**Text shown**
=== Begin Enclosure ===

Addiction can damage your relationships just as much as it can harm your physical and mental health. In fact, broken relationships can be one of the most devastating repercussions of active addiction. Addiction can break trust between couples, anger and frustrate children, and leave behind a long trail of broken promises that can dismantle a family’s well-being. Fortunately, quitting drugs and alcohol and rehabilitating your life can, in fact, help improve your relationships.
Some relationships don’t survive addiction, but many do. Many of the relationships that survive substance abuse do so because of drug and alcohol rehabilitation programs. Most addiction treatment programs focus on several aspects of life that help build healthy relationships, such as:
In addition, therapy, counseling sessions, and peer support meetings can help you and your family members and friends get on the same page. Here are 4 practical ways rehabilitation can help improve your relationships.
Honesty is a major component of healthy, thriving relationships. Addiction hinders honesty. More often than not, addiction leads to lying, deception, hiding, and manipulation which, in turn, breeds mistrust, suspicion, frustration, anger, disunity, and detachment. The good news is that rehabilitation encourages a culture of honesty. As you admit your wrongdoing and start to have honest conversations with your family and friends, your relationships will likely improve.
Relationships require communication. But reopening lines of communication can be unnerving, challenging, and, at times, frustrating. Luckily, participating in behavioral therapy can help improve your communication skills. In addition to teaching healthy communication strategies, behavioral therapy sessions can help you manage the stress, challenging emotions, and wide range of perspectives commonly associated with communication. Having good communication skills can be the difference between rebuilding relationships and continued misunderstanding.

=== End Enclosure ===

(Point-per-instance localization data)
=== Begin Enclosure ===

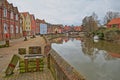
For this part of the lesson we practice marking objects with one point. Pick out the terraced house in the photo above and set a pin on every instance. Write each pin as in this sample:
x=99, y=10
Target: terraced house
x=26, y=23
x=33, y=24
x=9, y=21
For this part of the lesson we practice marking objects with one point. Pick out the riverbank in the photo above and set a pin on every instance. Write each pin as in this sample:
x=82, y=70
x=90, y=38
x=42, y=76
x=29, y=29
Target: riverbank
x=7, y=53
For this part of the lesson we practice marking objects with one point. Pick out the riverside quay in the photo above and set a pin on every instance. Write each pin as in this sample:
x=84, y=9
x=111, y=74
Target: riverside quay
x=59, y=40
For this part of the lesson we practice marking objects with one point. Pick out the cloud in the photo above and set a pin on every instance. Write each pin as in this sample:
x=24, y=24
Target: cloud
x=66, y=11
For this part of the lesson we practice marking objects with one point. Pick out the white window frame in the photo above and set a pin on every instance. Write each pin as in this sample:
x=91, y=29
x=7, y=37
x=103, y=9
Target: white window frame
x=5, y=28
x=20, y=29
x=11, y=15
x=5, y=12
x=16, y=16
x=11, y=29
x=17, y=29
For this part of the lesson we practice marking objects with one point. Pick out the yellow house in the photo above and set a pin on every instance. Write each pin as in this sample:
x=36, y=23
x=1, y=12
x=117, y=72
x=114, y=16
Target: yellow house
x=26, y=23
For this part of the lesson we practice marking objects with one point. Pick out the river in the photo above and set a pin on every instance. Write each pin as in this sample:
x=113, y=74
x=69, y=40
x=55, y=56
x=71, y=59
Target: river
x=94, y=60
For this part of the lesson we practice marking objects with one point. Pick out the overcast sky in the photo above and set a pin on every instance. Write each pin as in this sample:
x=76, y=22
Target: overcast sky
x=70, y=12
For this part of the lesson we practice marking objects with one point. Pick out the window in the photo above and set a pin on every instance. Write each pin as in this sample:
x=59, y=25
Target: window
x=11, y=29
x=5, y=12
x=5, y=28
x=11, y=15
x=16, y=29
x=16, y=16
x=20, y=29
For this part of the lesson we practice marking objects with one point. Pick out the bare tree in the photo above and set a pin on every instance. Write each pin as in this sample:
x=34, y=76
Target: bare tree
x=110, y=15
x=90, y=23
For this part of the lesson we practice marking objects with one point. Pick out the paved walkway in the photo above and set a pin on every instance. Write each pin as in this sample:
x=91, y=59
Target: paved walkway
x=7, y=53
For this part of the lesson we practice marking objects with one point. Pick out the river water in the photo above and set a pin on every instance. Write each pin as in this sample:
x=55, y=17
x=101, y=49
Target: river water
x=94, y=60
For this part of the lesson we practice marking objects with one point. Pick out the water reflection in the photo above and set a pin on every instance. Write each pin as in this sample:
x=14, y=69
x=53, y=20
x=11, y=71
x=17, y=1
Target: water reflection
x=96, y=61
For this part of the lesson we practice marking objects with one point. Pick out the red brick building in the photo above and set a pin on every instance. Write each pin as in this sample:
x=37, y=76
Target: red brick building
x=77, y=28
x=9, y=21
x=114, y=23
x=33, y=25
x=38, y=22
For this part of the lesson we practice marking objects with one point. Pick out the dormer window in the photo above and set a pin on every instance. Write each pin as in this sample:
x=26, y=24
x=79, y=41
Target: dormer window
x=11, y=15
x=5, y=12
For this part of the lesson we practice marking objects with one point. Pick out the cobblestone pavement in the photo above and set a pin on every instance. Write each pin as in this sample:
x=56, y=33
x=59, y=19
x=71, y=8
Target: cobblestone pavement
x=7, y=53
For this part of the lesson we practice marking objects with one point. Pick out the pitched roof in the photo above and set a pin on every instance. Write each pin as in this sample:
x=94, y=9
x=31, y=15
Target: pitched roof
x=114, y=21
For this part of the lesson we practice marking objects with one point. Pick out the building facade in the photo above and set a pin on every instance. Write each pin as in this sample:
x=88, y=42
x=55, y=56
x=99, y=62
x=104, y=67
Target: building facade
x=9, y=21
x=114, y=23
x=38, y=22
x=26, y=23
x=33, y=25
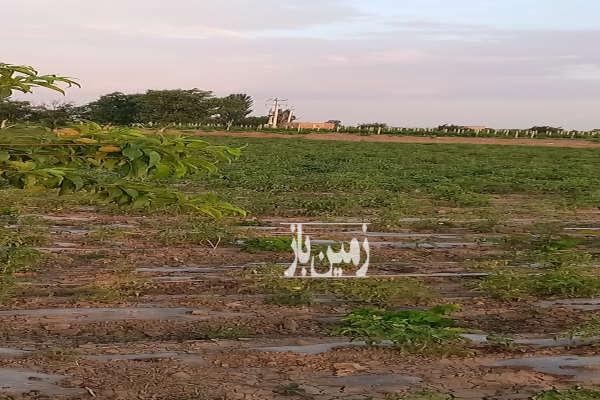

=== End Enclosure ===

**Problems to solve**
**1.** In the text on addiction and relationships, list the things that addiction is said to breed through lying, deception, hiding, and manipulation.
**2.** According to the text on addiction and relationships, what kind of therapy can help improve communication skills?
**3.** Write out the text on addiction and relationships from "Honesty is a" up to and including "will likely improve.".

**Solutions below**
**1.** mistrust, suspicion, frustration, anger, disunity, detachment

**2.** Behavioral therapy.

**3.**
Honesty is a major component of healthy, thriving relationships. Addiction hinders honesty. More often than not, addiction leads to lying, deception, hiding, and manipulation which, in turn, breeds mistrust, suspicion, frustration, anger, disunity, and detachment. The good news is that rehabilitation encourages a culture of honesty. As you admit your wrongdoing and start to have honest conversations with your family and friends, your relationships will likely improve.